→ SOURCE TEXT:
□ □ □ □
Also, here's a website for you about crating if you want to read more about it:

http://www.k9web.com/dog-faqs/crating.html


----------



## ashleighAPBTmom (Jun 2, 2010)

ARJewell said:


> ^^^^ what she said
> 
> Also, here's a website for you about crating if you want to read more about it:
> 
> http://www.k9web.com/dog-faqs/crating.html


Crating has probably saved every single giant chew toy....I mean, piece of furniture and electronics in our house.


----------



## ARJewell (Jun 1, 2010)

ashleighAPBTmom said:


> Crating has probably saved every single giant chew toy....I mean, piece of furniture and electronics in our house.


Oh yes, I know exactly what you mean! I have a 9 week old puppy right now and thank doG for crating!


----------



## Zealex (Jun 5, 2010)

Crating seems a bit tricky =s.

Thanks for the read. Do I have to crate? What other methods could I use?


----------



## DJEtzel (Dec 28, 2009)

I really don't think there's much to crate training. I do it and love it, and so do my dogs. 

Other options would be confinement training, which is basically using safe rooms and baby gates or ex pens to confine the dog in an area to keep it safe when you're not watching/home.


----------



## ashleighAPBTmom (Jun 2, 2010)

Zealex said:


> Crating seems a bit tricky =s.
> 
> Thanks for the read. Do I have to crate? What other methods could I use?


Crating does seem a bit tricky at first, but once you and the dog get used to it, it becomes just like second nature. One trick I've learned is to set aside a special treat that they only get when they go in their crates. They get their soft treats only when they go in their crates, and they've learned that when that treat comes out of the fridge that it's time to crate. I honestly credit that with the fact that they don't bark or whine when we crate them to leave the house now.


----------



## Zealex (Jun 5, 2010)

I could make a lil den, it could walk around a bit. And a crate in it for sleeping?


----------



## ashleighAPBTmom (Jun 2, 2010)

Zealex said:


> I could make a lil den, it could walk around a bit. And a crate in it for sleeping?


That sounds like a pretty good idea to me, although if you are going for a puppy, crate training will be invaluable. Most dogs adjust to their crates well and begin to think of them as their den, and going off of their natural instincts, they won't go potty where they sleep.
□ □ □ □
→ WHAT TO DO:
1. In the crate-training thread, rewrite the paragraph beginning "Crating does seem a bit tricky at first" as a short bulleted list that keeps its main facts.
2. Change the crate-training thread's passage from "That sounds like" up to and including "where they sleep.", replacing "puppy" with "young dog".
3. Write what comes next in the crate-training thread, picking up after its final post.
□ □ □ □
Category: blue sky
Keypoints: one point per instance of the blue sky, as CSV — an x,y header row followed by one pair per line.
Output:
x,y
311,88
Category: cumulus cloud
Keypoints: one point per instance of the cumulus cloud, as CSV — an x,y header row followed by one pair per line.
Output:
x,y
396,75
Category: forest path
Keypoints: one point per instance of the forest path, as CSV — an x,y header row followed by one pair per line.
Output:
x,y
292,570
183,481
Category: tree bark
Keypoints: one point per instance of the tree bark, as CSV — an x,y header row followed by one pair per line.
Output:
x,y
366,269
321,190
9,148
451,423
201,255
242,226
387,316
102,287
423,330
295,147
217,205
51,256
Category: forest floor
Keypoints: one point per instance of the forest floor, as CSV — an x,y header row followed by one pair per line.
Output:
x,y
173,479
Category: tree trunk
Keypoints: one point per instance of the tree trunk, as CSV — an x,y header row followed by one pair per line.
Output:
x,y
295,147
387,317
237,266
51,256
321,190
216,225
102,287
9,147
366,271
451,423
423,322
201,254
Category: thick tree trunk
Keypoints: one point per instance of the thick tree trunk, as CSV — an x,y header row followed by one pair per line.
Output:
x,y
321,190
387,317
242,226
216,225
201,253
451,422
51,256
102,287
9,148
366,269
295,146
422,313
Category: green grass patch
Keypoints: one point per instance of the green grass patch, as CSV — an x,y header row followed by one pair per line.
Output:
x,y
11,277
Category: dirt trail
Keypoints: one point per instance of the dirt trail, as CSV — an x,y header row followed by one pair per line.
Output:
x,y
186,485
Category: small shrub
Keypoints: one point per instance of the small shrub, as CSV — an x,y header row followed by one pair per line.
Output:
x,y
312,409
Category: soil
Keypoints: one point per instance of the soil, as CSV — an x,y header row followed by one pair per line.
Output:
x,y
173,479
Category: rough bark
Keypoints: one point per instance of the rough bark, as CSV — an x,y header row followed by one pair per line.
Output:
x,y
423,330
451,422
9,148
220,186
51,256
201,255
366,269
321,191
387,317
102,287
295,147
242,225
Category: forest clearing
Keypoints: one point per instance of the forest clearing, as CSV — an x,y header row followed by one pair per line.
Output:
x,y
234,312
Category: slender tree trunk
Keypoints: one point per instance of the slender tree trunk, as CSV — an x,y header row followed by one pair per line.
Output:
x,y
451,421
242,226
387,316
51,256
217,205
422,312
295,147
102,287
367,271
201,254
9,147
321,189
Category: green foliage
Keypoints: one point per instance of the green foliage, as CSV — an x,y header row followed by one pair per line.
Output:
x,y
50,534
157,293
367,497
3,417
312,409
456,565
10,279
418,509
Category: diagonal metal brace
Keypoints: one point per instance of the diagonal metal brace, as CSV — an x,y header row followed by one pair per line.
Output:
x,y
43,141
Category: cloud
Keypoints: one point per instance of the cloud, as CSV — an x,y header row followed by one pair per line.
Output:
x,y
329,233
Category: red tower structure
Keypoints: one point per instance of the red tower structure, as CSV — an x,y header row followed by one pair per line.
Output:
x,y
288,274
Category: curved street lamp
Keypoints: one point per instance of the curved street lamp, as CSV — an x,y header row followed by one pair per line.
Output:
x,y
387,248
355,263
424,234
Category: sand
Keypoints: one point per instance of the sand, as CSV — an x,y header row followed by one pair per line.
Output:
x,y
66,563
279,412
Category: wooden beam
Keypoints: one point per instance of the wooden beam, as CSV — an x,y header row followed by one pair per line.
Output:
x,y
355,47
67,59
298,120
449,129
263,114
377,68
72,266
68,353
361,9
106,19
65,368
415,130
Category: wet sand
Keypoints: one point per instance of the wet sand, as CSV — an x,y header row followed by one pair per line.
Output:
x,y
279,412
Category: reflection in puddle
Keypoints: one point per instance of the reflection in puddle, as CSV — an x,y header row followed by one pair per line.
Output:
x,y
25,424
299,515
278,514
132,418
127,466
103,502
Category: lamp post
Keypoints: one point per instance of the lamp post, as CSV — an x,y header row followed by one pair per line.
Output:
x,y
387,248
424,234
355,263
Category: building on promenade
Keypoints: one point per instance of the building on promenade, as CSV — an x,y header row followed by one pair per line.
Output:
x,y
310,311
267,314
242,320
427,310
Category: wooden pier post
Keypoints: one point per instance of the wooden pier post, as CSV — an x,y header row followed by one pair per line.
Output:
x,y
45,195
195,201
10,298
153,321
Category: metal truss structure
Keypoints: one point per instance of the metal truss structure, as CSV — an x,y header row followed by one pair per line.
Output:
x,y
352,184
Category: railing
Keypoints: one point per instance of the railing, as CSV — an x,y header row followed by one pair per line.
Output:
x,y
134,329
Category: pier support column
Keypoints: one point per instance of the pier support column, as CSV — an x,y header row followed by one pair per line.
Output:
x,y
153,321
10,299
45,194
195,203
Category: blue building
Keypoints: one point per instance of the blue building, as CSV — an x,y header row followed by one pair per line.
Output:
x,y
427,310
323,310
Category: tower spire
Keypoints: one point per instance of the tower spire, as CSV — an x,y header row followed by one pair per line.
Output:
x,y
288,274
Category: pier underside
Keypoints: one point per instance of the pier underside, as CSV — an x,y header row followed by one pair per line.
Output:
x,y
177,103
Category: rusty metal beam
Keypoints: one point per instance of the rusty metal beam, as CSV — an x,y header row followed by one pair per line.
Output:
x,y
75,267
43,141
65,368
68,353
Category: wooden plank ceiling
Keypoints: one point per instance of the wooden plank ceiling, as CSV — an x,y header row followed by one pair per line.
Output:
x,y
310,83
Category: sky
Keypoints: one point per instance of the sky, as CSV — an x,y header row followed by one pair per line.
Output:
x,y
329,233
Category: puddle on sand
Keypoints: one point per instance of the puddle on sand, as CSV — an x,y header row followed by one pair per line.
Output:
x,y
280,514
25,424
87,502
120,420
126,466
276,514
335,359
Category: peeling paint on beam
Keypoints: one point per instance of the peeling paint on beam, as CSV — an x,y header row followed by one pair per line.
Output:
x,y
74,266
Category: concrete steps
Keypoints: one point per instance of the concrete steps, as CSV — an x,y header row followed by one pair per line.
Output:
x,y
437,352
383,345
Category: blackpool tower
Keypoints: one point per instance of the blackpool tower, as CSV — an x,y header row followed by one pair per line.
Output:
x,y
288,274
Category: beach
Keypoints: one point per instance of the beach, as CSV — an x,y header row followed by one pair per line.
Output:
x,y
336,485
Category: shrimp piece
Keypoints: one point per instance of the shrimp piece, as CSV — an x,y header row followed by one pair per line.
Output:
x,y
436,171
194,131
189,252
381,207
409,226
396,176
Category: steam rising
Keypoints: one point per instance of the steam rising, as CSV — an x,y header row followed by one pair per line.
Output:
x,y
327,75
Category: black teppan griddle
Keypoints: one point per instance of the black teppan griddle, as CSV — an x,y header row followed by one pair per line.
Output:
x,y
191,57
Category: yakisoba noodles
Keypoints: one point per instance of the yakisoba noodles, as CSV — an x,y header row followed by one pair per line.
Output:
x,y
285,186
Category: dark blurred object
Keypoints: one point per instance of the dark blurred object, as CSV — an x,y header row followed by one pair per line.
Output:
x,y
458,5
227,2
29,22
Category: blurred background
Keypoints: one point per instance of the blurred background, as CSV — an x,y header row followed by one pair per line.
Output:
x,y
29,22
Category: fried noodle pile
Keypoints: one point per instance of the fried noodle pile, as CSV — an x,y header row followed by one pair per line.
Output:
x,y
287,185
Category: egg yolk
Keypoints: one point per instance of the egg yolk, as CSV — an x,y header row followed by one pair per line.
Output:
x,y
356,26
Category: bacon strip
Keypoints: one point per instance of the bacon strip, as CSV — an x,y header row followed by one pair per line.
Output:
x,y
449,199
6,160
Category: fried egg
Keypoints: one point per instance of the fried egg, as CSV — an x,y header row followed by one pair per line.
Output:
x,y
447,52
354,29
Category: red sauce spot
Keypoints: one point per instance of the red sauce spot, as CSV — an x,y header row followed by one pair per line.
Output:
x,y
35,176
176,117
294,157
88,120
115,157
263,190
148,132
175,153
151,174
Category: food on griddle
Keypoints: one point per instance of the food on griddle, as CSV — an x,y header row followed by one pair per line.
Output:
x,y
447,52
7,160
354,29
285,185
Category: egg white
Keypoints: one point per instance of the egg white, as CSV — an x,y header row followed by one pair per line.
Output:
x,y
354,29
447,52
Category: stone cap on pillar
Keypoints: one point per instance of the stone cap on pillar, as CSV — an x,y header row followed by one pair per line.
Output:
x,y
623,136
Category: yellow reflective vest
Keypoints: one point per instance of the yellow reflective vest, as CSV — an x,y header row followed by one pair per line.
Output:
□ □ □ □
→ ANSWERS GIVEN:
1.
- Crating seems tricky at first, but it becomes second nature once you and the dog get used to it.
- A useful trick is a special treat, such as soft treats, that the dogs get only when they go in their crates.
- The dogs have learned that when that treat comes out of the fridge, it's time to crate.
- The poster credits this with the dogs no longer barking or whining when they are crated before the family leaves the house.

2.
That sounds like a pretty good idea to me, although if you are going for a young dog, crate training will be invaluable. Most dogs adjust to their crates well and begin to think of them as their den, and going off of their natural instincts, they won't go potty where they sleep.

3.
When we first got Kaya(she was only 5 lbs when we got her), we got an intermediate size crate, anticipating ahead of time how big she was going to get. Even with as big as it was, she wouldn't go potty in the crate unless their was a pee pad laid down in a specific spot. She would always wake up and whine to let us know she needed to go.

And while a den would be a good idea, keep in mind that dogs can climb and jump, and you would either have to make the "den" tall enough or put a top on it to keep the dog from getting out.


----------



## Zealex (Jun 5, 2010)

Well I'm starting to like the corgi, and they don't seem to be tall so hopefully the den is tall enough. 

I probably will get a 'older kid-teenager' dog. Appears they don't have much puppies at a shelter... Would love to get a border collie as well, but it appears they need to be exercised 24/7. I can't really provide that.


----------



## DJEtzel (Dec 28, 2009)

Yes, border collies would need much more exercise than I think you are capable of giving. 

What kind of den are you talking here? If you're going to have the crate for sleeping in anyway, there's really no point in training it using confinement too. Just crate train it or 'den' train it.


----------



## Zealex (Jun 5, 2010)

Well how muxh exersize would one need?(border collie)

I thought crates were used for sleeping, though, if I leave the dog in a box for a while, it may get restless I assume. A den would let it walk around a bit, and won't be as grumpy when I leave it alone.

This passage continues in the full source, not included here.